--- TEXT PROVIDED ---

The current leader of the Basque Government has just announced that elections will be held on 21 October this year, five months earlier than would normally be expected.

     Paxti López of the PSOE, current Lehendakari of the Basque Autonomous Community

The government that had been formed following the 2009 election was an "unholy alliance" between the two main Spanish parties, the socialist PSOE (or PSE-EE in its local form) and right wing PP, formed with the sole purpose of preventing a nationalist government for the first time in nearly thirty years. Normally the centre-right nationalist EAJ-PNV was able to form a government with occasional support from the smaller left-wing nationalist parties, but last minute bans on two of these parties meant that they won maybe half a dozen fewer seats than they would normally. This blatant gerrymandering proved to be just enough to allow the formation of a PSOE-PP governing coalition ... with a majority of just one in the 75 seat parliament.

Needless to say, it wasn't a particularly happy marriage. It was the equivalent of expecting Labour and the Tories to work together here. Apart from wanting to keep the nationalists out of power, there was practically nothing else they could agree on. The PP withdrew their support from the PSOE after winning power in the Spanish general election in November last year. As we would expect from a right wing party, they embarked on a savage austerity programme involving cuts that no left wing party could be expected to agree with, even though they would probably have done exactly the same thing if they had been in power. The EU wouldn't have given them much choice. Put bluntly, Spain's economy is in such a mess that there is very little room for manoeuvre for either left or right, but a party in opposition always has the luxury of saying they would do something different.


Perversely, this wasn't helped by the Basque economy being in markedly better shape than anywhere in Spain. While Spanish unemployment is at 24.4%, in Euskadi the figure is 13.5%. Not good, of course, but a lot less bad. Over the years, and with the benefit of almost full fiscal autonomy, the country has become more economically prosperous than any part of Spain. It has a higher credit rating and lower borrowing costs than Spain. Not that it needs to borrow much anyway, for its deficit-to-GDP ratio is only 0.25% compared with Spain's ratio of 90%. The figures are here and here. It all means that Euskadi does not have to take the same extreme steps to put its economy in order as Spain does.

The problem was that Paxti López was rather more focused on his image in Spain than what was happening in Euskadi. He was being widely tipped as a future PSOE leader in Madrid, and his political line was to point to the Basque economy and use it as a supposed example of how much better things would be if Spain adopted the PSOE's cuts than the PP's cuts. Disingenuous because Euskadi's economic success had been built on the foundation of nationalist policies over several decades rather than PSOE policies in the last couple of years. For their part, the PP couldn't continue to work with him while he was playing that game. They withdrew support and he was a dead man walking from then on. He kept denying that he would call early elections, but this announcement has not really come as any big surprise.

--- PROVIDED RECORDS ---

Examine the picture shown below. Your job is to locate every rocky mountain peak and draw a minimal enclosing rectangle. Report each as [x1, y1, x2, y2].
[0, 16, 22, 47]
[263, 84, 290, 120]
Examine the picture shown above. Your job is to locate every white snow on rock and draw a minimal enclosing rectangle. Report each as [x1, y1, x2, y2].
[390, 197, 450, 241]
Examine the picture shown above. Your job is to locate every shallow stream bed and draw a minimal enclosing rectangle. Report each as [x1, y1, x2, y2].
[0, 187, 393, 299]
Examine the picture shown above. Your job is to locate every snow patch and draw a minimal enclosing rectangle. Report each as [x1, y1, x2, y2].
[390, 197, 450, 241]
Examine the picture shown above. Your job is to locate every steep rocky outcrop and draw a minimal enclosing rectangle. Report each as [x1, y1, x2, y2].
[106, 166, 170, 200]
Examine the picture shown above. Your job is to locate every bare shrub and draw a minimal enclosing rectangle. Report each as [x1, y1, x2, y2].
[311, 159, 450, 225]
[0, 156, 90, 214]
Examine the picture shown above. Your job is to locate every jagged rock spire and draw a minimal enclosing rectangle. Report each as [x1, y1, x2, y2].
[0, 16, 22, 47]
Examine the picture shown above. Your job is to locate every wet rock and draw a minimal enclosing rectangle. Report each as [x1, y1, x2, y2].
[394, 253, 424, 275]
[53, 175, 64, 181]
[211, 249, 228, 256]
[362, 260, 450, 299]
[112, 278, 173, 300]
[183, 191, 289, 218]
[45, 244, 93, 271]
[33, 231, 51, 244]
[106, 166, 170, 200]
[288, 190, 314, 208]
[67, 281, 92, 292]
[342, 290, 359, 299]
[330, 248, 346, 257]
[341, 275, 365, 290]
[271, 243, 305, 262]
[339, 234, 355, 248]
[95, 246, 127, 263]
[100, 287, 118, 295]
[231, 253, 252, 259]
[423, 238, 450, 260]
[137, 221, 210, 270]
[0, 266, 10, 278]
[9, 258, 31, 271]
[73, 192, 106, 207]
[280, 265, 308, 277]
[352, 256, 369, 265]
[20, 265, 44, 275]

---

__SET TASKS__:
A) Reproduce word for word the stretch of the Basque election text from "The current leader" through "normally be expected.".
B) Carry on the Basque election text from its final sentence.

__ANSWERS BELOW__:
A)
The current leader of the Basque Government has just announced that elections will be held on 21 October this year, five months earlier than would normally be expected.

B)
So what can we expect of these elections? The first thing to say is that the political landscape has completely changed. The pro-independence left was determined to make sure that what happened in 2009 would never be repeated. It acted on two fronts: the parties worked together to form a united platform for elections, and they took pains to disassociate themselves from any connexion with ETA.

In parallel ETA first declared a new ceasefire and later made that ceasefire permanent. Who persuaded whom to do what depends very much on your perspective. For Spain, ETA were in always in the driving seat, and seeking Basque independence by political means was never more than a front for terrorism. Such thinking resulted in the first platform, Sortu, being almost immediately banned on the grounds that anyone who wanted independence must by definition be associated with ETA.

A second platform called Bildu was then formed and banned as well. But when the EAJ-PNV withdrew its support from the minority Spanish government in protest, the Constitutional Tribunal promptly overruled the Supreme Court decision. This showed the world that the Supreme Court's decisions had been taken for political rather than judicial or constitutional reasons, and the Spanish game was effectively over. Bildu stood in the municipal elections of May 2011 and the result was remarkable: it won more seats than any other party.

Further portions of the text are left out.